• **What you need to do**:
Each line from the start of the records through the line containing "x=206, y=120" is to be transcribed exactly, and no other line is to be included.

-------------------------

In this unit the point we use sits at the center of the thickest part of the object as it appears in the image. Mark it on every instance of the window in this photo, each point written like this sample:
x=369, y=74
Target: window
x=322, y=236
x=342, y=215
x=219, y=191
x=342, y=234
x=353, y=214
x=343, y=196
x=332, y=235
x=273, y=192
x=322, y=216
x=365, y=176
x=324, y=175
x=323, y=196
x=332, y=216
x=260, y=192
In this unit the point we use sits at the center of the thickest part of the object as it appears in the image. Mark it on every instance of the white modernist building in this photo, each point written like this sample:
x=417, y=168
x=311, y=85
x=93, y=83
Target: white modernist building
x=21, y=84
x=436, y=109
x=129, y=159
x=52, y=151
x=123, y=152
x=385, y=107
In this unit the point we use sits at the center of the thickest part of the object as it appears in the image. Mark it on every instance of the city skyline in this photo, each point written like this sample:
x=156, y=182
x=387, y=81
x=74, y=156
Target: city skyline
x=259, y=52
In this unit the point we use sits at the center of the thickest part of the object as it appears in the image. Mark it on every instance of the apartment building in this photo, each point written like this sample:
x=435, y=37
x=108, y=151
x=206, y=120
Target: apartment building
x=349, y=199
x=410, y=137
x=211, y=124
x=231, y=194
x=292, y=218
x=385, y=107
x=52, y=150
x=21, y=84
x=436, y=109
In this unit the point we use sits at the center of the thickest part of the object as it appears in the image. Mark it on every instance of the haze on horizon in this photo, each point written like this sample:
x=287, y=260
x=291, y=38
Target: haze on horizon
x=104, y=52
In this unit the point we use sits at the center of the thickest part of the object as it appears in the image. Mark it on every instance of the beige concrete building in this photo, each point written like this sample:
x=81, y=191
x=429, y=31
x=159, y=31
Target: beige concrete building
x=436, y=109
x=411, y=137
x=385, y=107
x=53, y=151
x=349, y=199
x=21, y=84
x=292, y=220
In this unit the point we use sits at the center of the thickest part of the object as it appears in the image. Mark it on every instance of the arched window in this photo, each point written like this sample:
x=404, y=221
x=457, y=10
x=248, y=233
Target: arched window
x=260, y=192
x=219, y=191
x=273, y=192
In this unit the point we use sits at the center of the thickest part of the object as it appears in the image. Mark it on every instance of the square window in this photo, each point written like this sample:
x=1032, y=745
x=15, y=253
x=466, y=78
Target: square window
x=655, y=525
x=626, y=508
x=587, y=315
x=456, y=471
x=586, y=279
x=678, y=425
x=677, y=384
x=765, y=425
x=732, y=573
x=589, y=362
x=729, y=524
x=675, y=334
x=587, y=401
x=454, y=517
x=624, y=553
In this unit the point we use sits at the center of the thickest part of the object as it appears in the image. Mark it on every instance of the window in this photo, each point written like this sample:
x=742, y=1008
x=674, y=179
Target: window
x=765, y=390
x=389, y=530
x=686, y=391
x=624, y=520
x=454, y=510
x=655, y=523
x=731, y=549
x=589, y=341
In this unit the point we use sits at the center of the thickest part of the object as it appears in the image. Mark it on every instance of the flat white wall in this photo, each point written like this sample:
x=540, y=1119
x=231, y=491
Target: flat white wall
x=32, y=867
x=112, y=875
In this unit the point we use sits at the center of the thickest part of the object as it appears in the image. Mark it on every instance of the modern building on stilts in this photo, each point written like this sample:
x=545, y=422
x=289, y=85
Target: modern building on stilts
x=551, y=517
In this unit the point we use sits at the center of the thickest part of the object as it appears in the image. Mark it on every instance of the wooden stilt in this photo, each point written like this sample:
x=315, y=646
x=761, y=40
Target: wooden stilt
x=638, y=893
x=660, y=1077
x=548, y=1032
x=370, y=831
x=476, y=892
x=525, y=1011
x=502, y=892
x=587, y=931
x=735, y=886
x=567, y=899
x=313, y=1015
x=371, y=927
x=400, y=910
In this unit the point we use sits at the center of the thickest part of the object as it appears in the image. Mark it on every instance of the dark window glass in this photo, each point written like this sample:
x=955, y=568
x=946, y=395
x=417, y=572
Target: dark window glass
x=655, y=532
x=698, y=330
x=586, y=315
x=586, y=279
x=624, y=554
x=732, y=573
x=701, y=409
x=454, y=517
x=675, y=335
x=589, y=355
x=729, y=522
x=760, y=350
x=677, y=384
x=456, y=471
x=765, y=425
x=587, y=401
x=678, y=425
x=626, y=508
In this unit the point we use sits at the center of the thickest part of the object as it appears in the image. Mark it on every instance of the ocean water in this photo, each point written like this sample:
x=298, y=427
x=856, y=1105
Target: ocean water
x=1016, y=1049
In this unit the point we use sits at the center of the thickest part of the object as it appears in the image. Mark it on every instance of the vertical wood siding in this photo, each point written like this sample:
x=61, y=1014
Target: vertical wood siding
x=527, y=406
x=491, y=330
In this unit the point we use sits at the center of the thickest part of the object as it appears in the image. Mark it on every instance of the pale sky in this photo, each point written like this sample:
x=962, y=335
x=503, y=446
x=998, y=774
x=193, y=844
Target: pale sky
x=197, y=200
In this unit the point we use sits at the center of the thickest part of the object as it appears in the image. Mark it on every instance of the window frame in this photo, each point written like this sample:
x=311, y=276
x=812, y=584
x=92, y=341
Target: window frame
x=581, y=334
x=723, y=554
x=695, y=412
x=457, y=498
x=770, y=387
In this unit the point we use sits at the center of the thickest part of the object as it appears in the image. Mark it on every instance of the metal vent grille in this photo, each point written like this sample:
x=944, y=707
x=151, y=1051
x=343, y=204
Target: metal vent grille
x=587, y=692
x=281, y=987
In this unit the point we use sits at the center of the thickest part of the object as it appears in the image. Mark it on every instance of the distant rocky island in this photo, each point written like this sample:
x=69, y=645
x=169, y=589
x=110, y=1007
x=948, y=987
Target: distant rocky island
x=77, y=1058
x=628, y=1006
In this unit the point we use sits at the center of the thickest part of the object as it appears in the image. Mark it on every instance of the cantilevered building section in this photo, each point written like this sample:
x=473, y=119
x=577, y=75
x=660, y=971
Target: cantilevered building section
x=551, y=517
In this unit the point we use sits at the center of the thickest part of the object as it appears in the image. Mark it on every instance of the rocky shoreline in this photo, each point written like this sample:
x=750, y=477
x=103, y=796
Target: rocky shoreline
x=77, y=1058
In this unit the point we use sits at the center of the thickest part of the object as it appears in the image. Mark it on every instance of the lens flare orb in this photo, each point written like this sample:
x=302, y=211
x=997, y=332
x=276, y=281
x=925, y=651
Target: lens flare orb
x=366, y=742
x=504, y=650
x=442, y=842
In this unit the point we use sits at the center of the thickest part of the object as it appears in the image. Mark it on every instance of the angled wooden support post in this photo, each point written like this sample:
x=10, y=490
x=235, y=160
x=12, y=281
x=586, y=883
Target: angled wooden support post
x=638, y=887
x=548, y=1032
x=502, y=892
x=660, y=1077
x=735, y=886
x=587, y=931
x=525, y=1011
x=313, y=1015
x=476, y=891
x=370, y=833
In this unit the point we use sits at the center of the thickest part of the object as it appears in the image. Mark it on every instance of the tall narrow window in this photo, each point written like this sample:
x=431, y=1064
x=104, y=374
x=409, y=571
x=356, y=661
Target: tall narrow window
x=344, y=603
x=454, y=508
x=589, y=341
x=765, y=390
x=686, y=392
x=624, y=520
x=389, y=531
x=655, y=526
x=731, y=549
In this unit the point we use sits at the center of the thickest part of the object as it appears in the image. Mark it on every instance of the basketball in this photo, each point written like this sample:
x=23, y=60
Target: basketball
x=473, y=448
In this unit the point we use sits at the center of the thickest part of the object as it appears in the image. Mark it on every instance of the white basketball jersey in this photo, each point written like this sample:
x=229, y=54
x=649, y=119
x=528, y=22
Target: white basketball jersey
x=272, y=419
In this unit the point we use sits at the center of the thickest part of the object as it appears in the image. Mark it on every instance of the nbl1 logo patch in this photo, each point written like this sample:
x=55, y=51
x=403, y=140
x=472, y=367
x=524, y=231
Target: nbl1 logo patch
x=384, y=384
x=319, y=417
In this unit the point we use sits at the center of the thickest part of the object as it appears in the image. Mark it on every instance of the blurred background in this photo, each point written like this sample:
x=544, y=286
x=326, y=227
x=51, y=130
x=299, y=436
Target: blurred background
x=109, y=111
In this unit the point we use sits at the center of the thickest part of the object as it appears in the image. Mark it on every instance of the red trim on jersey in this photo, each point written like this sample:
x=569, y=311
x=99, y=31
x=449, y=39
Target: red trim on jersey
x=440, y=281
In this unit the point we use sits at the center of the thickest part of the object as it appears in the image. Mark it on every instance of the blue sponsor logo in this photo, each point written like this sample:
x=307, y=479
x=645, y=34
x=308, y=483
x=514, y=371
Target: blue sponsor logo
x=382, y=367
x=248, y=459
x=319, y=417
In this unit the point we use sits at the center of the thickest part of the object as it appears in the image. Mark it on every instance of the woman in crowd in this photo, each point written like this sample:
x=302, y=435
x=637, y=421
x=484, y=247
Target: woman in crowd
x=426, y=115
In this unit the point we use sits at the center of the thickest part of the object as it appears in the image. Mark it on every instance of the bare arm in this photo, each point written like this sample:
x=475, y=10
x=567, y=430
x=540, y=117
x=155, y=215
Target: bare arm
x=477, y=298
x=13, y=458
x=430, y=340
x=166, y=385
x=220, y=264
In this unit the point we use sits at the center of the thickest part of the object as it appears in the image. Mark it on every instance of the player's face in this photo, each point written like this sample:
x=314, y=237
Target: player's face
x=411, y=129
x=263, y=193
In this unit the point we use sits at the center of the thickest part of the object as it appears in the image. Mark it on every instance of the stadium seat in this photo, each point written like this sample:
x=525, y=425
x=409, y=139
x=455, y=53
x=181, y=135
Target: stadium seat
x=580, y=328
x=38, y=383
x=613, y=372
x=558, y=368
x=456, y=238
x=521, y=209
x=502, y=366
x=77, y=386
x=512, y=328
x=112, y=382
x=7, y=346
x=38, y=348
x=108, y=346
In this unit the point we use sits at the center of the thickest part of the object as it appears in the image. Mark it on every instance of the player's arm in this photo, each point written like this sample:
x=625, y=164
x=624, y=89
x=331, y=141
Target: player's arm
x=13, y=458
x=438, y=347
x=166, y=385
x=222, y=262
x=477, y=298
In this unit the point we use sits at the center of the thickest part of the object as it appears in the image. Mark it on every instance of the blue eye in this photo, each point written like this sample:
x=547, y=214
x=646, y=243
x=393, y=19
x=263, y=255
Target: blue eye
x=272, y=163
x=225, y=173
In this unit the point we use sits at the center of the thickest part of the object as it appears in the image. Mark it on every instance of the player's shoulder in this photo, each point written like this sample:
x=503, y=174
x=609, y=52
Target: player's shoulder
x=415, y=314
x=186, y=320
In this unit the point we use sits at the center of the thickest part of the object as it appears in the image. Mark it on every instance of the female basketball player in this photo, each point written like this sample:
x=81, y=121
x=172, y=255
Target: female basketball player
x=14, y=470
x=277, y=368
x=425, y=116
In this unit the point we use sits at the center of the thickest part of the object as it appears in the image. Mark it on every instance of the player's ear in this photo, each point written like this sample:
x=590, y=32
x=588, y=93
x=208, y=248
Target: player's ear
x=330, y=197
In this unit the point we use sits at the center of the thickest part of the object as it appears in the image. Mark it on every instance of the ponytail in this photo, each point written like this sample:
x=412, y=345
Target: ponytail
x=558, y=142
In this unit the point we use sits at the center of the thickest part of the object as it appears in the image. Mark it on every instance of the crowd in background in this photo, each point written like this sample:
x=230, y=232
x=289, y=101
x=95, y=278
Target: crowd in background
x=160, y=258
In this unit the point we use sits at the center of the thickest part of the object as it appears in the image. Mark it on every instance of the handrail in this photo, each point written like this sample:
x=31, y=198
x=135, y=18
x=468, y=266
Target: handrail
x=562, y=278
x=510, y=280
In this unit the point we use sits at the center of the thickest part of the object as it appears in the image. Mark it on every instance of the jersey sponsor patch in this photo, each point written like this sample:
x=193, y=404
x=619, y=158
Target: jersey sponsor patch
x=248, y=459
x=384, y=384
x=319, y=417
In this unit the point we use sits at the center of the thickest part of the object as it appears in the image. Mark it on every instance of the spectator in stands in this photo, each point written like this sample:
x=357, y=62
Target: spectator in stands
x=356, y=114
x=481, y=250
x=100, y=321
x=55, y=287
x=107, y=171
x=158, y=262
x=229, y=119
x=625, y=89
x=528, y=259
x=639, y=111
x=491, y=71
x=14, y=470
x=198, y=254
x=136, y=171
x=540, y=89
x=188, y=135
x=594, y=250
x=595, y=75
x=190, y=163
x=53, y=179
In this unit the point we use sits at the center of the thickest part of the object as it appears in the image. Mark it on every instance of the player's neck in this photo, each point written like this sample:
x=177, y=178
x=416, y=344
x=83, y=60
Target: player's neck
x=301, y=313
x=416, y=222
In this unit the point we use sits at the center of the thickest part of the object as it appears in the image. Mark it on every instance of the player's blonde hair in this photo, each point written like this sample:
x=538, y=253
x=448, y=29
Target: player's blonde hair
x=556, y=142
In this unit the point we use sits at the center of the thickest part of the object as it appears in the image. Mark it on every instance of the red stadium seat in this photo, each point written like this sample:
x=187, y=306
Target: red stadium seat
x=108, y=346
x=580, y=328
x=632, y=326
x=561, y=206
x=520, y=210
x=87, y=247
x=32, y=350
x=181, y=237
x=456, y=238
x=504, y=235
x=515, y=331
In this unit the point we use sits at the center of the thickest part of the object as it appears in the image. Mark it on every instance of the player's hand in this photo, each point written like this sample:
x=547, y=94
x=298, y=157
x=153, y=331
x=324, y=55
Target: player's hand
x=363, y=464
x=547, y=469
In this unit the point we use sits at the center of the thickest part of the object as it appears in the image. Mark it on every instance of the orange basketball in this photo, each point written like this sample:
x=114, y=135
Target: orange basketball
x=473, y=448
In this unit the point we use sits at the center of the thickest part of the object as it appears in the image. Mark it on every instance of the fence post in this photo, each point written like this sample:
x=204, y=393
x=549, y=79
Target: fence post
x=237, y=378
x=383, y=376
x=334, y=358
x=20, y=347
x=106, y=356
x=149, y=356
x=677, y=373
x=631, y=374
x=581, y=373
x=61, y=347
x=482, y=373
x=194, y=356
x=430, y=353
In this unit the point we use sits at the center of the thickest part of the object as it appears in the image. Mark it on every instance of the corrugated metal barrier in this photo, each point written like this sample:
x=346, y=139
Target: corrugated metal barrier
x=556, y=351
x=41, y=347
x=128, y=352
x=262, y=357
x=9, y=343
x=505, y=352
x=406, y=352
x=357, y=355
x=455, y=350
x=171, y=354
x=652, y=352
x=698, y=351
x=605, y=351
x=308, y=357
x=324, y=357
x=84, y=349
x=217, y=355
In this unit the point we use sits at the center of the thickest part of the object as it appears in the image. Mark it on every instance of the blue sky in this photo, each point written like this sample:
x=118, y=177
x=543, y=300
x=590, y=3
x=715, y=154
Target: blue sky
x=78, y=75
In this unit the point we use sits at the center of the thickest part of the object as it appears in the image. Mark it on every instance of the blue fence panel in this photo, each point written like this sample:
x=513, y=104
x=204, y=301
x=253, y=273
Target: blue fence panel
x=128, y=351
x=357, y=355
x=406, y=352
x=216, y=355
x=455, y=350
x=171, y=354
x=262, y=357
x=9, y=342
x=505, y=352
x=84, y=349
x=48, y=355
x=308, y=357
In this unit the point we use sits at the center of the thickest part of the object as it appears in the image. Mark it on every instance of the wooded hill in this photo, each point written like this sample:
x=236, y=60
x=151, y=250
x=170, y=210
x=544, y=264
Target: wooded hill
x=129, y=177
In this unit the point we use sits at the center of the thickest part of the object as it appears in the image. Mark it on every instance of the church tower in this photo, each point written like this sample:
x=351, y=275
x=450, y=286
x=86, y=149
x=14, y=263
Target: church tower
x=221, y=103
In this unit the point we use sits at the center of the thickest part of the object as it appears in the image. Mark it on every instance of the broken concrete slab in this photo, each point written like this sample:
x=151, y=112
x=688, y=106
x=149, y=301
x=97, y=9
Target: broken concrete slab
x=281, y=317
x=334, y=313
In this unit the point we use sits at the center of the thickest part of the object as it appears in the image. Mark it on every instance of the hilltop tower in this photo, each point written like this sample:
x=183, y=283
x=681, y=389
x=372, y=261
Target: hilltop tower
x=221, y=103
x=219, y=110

-------------------------

• **Answer box**:
In this unit the point we use sits at the center of the thickest part of the object as it appears in the image. Mark it on every instance of the window in this photo, each point written like this sample:
x=369, y=74
Target: window
x=322, y=236
x=342, y=215
x=219, y=191
x=342, y=234
x=353, y=214
x=343, y=196
x=332, y=235
x=273, y=192
x=322, y=216
x=365, y=176
x=324, y=175
x=323, y=196
x=332, y=216
x=260, y=192
In this unit the point we use sits at the center of the thickest part of the object as it appears in the image. Mark it on every instance of the white modernist building in this photo, each point written like this sample:
x=417, y=168
x=311, y=85
x=93, y=83
Target: white modernist building
x=21, y=84
x=436, y=109
x=129, y=159
x=52, y=151
x=123, y=152
x=385, y=107
In this unit the point we use sits at the center of the thickest part of the object as it appears in the image. Mark it on every instance of the city skyline in this photo, each point written like this sample:
x=156, y=182
x=387, y=81
x=74, y=156
Target: city skyline
x=259, y=52
In this unit the point we use sits at the center of the thickest part of the object as it appears in the image. Mark it on every instance of the apartment building in this photo, each point written like this sample:
x=435, y=37
x=108, y=151
x=206, y=120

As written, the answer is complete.